(Location identification listing)
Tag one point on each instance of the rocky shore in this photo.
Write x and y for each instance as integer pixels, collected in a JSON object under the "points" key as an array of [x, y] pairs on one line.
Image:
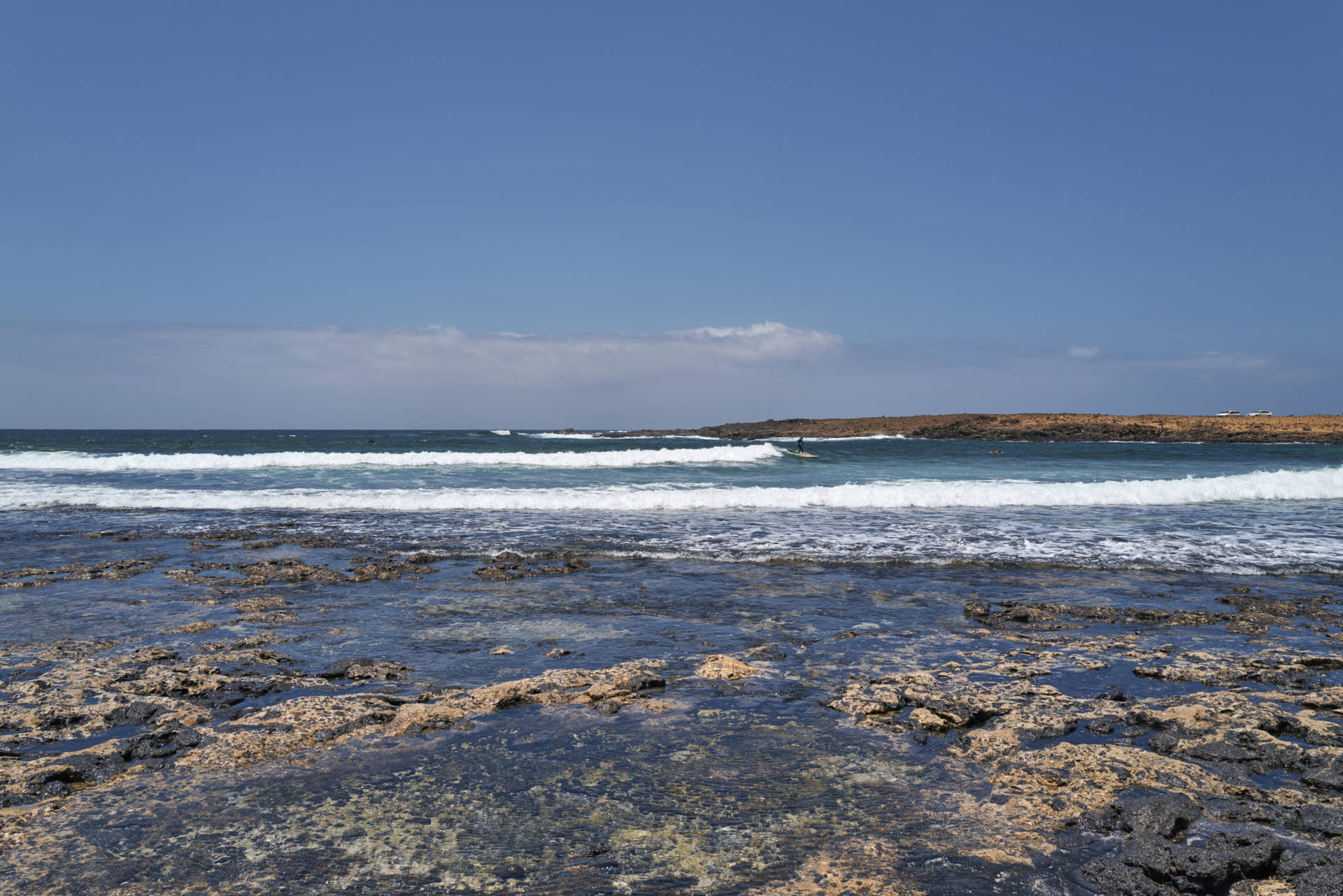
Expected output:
{"points": [[1160, 746], [1039, 427]]}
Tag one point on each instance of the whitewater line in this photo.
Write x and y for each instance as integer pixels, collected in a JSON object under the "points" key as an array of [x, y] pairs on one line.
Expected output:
{"points": [[77, 461], [1283, 485]]}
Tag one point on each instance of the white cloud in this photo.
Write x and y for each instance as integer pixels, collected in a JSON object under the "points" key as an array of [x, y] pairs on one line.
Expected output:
{"points": [[442, 376]]}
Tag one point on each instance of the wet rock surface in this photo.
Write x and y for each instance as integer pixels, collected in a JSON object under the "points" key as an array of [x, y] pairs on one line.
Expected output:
{"points": [[513, 566], [390, 720]]}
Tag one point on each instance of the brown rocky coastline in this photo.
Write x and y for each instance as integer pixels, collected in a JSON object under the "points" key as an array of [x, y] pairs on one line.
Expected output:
{"points": [[1039, 427]]}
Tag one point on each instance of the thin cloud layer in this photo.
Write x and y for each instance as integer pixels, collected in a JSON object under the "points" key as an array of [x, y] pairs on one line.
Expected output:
{"points": [[442, 376]]}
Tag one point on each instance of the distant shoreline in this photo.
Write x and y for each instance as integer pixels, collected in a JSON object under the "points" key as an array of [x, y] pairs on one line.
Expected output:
{"points": [[1039, 427]]}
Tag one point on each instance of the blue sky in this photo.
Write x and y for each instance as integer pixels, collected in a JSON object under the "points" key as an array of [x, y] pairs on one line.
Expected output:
{"points": [[974, 206]]}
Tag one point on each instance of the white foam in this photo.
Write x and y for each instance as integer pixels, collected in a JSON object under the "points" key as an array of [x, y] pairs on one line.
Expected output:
{"points": [[73, 461], [1284, 485], [560, 436]]}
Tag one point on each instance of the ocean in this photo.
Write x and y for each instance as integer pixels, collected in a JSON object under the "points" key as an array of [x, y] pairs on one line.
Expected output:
{"points": [[1210, 508], [481, 661]]}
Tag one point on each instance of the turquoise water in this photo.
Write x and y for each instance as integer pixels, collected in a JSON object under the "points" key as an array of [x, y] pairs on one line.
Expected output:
{"points": [[1214, 508]]}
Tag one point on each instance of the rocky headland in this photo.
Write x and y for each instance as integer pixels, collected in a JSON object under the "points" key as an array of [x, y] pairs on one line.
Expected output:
{"points": [[1039, 427]]}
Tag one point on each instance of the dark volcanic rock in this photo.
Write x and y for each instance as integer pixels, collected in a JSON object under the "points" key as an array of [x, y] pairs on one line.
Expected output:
{"points": [[1167, 816]]}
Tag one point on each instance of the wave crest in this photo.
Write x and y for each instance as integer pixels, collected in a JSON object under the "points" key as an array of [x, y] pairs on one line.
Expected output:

THE PROBLEM:
Transcribe the entire listing above word for word, leaving the picture out of your answer.

SOLVED EXERCISE:
Tag one point on each instance of the rocky shore in this photo.
Write x and y for each instance as integer pixels, collected in a JSON object under the "points" key as an array of [x, y] pairs on one line.
Image:
Expected output:
{"points": [[1160, 746], [1039, 427]]}
Tag one point on each instance of the whitewater line in this photo.
Write x and y for each instance as integer pixels, collected in a JSON object under the "points" key as an array of [x, y] pairs on one line.
Expected output:
{"points": [[77, 461], [1283, 485]]}
Tag one point on each instance of the white cloud in this photo.
Write x and y for each instance as integer pixels, collected in a JSON object under the "points" key as an array of [x, y] pairs on one line.
Expected output:
{"points": [[442, 376]]}
Tag one point on each instance of the wet rock surface in this photo.
Write x and y for each instance as integer pixels, collected in a JSON object under the "points" key as an array of [x, y] pairs on one line.
Expected output:
{"points": [[513, 566], [390, 720]]}
Tag one point on each instance of the brown rocky coastline in this photo.
Write x and y for each instance as integer pixels, collected in a JSON object under the "points" key as an array of [x, y] pairs on one line.
Expected output:
{"points": [[1039, 427]]}
Tag one point on each instance of the thin cloud layer in this photo.
Write x and y for each instance as integer pixels, collected in a JSON object under the "points" key as an array of [x, y] pairs on one line.
Expected output:
{"points": [[442, 376]]}
Tag one point on each instance of the distant shoreline in this photo.
Write x and y for each instance as integer pixels, collected in a JSON object under the "points" key as an array of [x, y] pairs on one line.
Expected output:
{"points": [[1039, 427]]}
Tag one point on each instance of the blue sky in this photo.
Write x and y for each instance as integer pixels, collected in a JSON object under the "points" key as an array of [x, y] pairs on one line.
Expected output:
{"points": [[974, 206]]}
Tag one point on each instance of the white foam in this photo.
Write x and y for each instance as integer pixels, collected in a JSON object under the "points" key as an array of [x, y] pairs on one line.
Expected output:
{"points": [[73, 461], [1284, 485], [560, 436]]}
Tag one point on each instance of the ocean in this photo.
Write x and y for each instance as integer pixels, collected in a JSON object under the "points" key as an array of [x, y] pairs on one line.
Expected output:
{"points": [[1210, 508], [481, 661]]}
Tag one point on each instance of the turquoise water in this photo.
Write x and y for each instance as integer pixels, collected in a JSON object under the "points" key as an array of [x, y] pairs on one line.
Expected output:
{"points": [[1214, 508]]}
Tag one point on each instance of the rocky headland in this photo.
Write x and y for each instance as integer pixels, collected in a JSON object under the "points" key as an array of [x, y] pairs on one line.
Expected output:
{"points": [[1039, 427]]}
Tag one point on each instance of the dark volcanic rock in this photo.
Write x and y for each instance as integer pixels, collected in a JSON object under the "points" key as an array of [x, y] pairs on one line.
Expected output:
{"points": [[1167, 816]]}
Tag one point on each instance of the wave crest in this photo.
Write x and y for each instance as integer pixels, collected in a JSON object under the "points" key as an array of [x, y] pairs on one line.
Expected output:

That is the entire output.